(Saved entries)
+ + + +

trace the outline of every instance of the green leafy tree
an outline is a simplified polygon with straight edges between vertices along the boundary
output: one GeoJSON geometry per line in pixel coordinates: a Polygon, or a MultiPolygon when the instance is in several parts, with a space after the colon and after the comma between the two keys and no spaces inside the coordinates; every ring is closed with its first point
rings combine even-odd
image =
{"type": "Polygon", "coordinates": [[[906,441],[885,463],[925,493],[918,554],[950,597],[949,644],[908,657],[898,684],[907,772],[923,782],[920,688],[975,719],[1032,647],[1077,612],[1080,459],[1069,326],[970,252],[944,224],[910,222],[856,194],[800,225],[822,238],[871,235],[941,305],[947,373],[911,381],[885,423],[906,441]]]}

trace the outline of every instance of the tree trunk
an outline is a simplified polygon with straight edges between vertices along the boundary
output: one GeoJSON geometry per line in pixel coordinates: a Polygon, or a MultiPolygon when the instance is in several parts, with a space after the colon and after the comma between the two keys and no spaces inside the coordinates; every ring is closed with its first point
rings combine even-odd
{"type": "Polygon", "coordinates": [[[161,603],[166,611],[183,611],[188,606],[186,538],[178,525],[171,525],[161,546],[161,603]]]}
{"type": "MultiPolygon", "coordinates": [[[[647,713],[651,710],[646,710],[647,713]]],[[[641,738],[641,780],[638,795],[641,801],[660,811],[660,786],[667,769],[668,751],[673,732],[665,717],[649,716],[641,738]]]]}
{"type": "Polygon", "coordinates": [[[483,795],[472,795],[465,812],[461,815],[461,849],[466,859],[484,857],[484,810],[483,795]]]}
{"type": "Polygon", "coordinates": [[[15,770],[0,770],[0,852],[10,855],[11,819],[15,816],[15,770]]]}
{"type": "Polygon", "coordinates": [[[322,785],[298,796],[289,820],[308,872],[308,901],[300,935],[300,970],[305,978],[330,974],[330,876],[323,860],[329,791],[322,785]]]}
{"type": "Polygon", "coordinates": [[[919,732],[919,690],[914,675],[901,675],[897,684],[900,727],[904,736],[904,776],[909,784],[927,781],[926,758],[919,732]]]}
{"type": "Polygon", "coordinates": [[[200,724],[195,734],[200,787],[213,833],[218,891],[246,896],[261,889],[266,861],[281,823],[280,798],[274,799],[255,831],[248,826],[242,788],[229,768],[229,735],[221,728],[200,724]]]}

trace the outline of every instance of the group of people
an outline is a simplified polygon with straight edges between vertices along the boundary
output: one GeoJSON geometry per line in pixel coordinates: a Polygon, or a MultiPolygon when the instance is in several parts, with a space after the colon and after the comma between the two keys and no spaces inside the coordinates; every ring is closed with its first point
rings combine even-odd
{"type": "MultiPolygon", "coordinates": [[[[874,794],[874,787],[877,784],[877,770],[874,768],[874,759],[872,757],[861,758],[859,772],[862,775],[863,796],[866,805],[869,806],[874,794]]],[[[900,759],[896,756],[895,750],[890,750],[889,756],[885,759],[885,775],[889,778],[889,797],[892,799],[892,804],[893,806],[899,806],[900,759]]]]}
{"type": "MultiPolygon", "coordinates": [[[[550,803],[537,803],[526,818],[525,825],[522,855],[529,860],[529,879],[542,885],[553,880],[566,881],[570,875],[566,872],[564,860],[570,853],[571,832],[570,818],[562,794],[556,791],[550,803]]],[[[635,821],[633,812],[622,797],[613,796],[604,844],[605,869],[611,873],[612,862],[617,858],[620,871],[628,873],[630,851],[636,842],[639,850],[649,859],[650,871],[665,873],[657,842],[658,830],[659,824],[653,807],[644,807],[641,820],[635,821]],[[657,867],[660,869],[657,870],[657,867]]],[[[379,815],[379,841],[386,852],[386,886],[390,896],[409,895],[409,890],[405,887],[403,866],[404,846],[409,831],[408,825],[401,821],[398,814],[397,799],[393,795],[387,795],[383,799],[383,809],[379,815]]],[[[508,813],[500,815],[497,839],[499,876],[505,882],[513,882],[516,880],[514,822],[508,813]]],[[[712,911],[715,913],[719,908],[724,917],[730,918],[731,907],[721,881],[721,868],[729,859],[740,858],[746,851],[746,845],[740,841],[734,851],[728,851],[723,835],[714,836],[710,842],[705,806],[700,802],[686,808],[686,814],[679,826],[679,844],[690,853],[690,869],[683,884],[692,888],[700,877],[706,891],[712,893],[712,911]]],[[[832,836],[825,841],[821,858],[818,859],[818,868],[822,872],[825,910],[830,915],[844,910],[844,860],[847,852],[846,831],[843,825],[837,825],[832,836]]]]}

+ + + +

Exercise prompt:
Would you retype all of the lines shown above, exactly as given?

Response below:
trace the outline of every instance of the green leafy tree
an outline is a simplified polygon with straight edges between vertices along the boundary
output: one GeoJSON geometry per line in pixel coordinates: a Polygon, or a MultiPolygon when the instance is in several parts, with a space after the colon and after the comma between the two keys and no spaces inside the coordinates; every ring is closed with its first point
rings combine even-odd
image =
{"type": "Polygon", "coordinates": [[[906,441],[885,463],[925,493],[918,554],[950,597],[949,644],[908,657],[898,684],[907,772],[923,782],[920,688],[975,719],[1032,647],[1077,612],[1080,459],[1069,326],[970,252],[944,224],[910,222],[856,194],[800,225],[822,238],[871,235],[941,305],[947,373],[911,381],[885,423],[906,441]]]}

trace the outline of every instance of the tree trunk
an outline is a simplified polygon with straight edges between vertices along the boundary
output: one GeoJSON geometry per line in pixel coordinates: a Polygon, or a MultiPolygon when the instance is in several parts, with a space after the colon and after the comma between the two keys and no spaces inside the coordinates; every ring is closed with its first point
rings combine even-odd
{"type": "Polygon", "coordinates": [[[161,603],[166,611],[183,611],[188,606],[186,538],[178,525],[171,525],[161,546],[161,603]]]}
{"type": "MultiPolygon", "coordinates": [[[[647,713],[651,710],[646,710],[647,713]]],[[[641,738],[641,780],[638,795],[641,801],[660,811],[660,786],[667,769],[668,751],[673,732],[665,717],[649,716],[641,738]]]]}
{"type": "Polygon", "coordinates": [[[483,795],[472,795],[465,812],[461,815],[461,849],[466,859],[484,857],[484,810],[483,795]]]}
{"type": "Polygon", "coordinates": [[[15,770],[0,770],[0,852],[10,855],[11,819],[15,816],[15,770]]]}
{"type": "Polygon", "coordinates": [[[322,785],[298,796],[289,820],[308,872],[308,901],[300,935],[300,970],[305,978],[330,974],[330,876],[323,860],[329,791],[322,785]]]}
{"type": "Polygon", "coordinates": [[[919,732],[919,690],[914,675],[901,675],[897,684],[900,727],[904,736],[904,776],[909,784],[927,781],[926,758],[919,732]]]}
{"type": "Polygon", "coordinates": [[[200,724],[195,734],[200,787],[213,833],[218,891],[246,896],[261,889],[266,861],[281,823],[280,798],[274,799],[255,831],[248,826],[242,788],[229,768],[229,735],[221,728],[200,724]]]}

trace the outline of every instance of the group of people
an outline is a simplified polygon with straight edges between vertices along the boundary
output: one GeoJSON geometry per line in pixel coordinates: a Polygon, or a MultiPolygon when the instance is in several parts, with a space after the colon and after the comma between the two keys and no spaces inside the coordinates; every ring is closed with its first point
rings combine even-odd
{"type": "MultiPolygon", "coordinates": [[[[874,794],[874,787],[877,784],[877,770],[874,768],[874,759],[872,757],[861,758],[859,772],[862,775],[863,796],[866,805],[869,806],[874,794]]],[[[900,759],[896,756],[895,750],[890,750],[889,756],[885,759],[885,775],[889,778],[889,797],[892,799],[892,804],[893,806],[899,806],[900,759]]]]}
{"type": "MultiPolygon", "coordinates": [[[[550,803],[537,803],[526,818],[525,825],[522,855],[529,860],[529,879],[542,885],[553,880],[566,881],[570,875],[566,872],[564,860],[570,853],[571,832],[570,818],[562,794],[556,791],[550,803]]],[[[635,821],[633,812],[622,797],[613,796],[604,844],[605,869],[611,873],[612,862],[617,858],[620,871],[628,873],[630,851],[636,842],[639,850],[649,859],[650,871],[665,873],[657,842],[658,830],[659,824],[653,807],[644,807],[641,820],[635,821]],[[657,867],[660,869],[657,870],[657,867]]],[[[379,815],[379,841],[386,852],[386,886],[390,896],[409,895],[409,890],[405,887],[403,866],[404,846],[409,831],[408,825],[401,821],[398,814],[397,799],[393,795],[387,795],[383,799],[383,809],[379,815]]],[[[508,813],[500,815],[497,839],[499,876],[505,882],[513,882],[516,880],[514,822],[508,813]]],[[[712,911],[715,913],[719,908],[724,917],[730,918],[731,907],[721,881],[721,868],[729,859],[740,858],[746,851],[746,845],[740,841],[734,851],[728,851],[723,835],[714,836],[710,842],[705,806],[700,802],[686,808],[686,814],[679,826],[679,844],[690,853],[690,869],[683,884],[692,888],[700,877],[706,891],[712,893],[712,911]]],[[[832,836],[825,841],[821,858],[818,859],[818,868],[822,872],[825,910],[830,915],[844,910],[844,860],[847,852],[846,831],[843,825],[837,825],[832,836]]]]}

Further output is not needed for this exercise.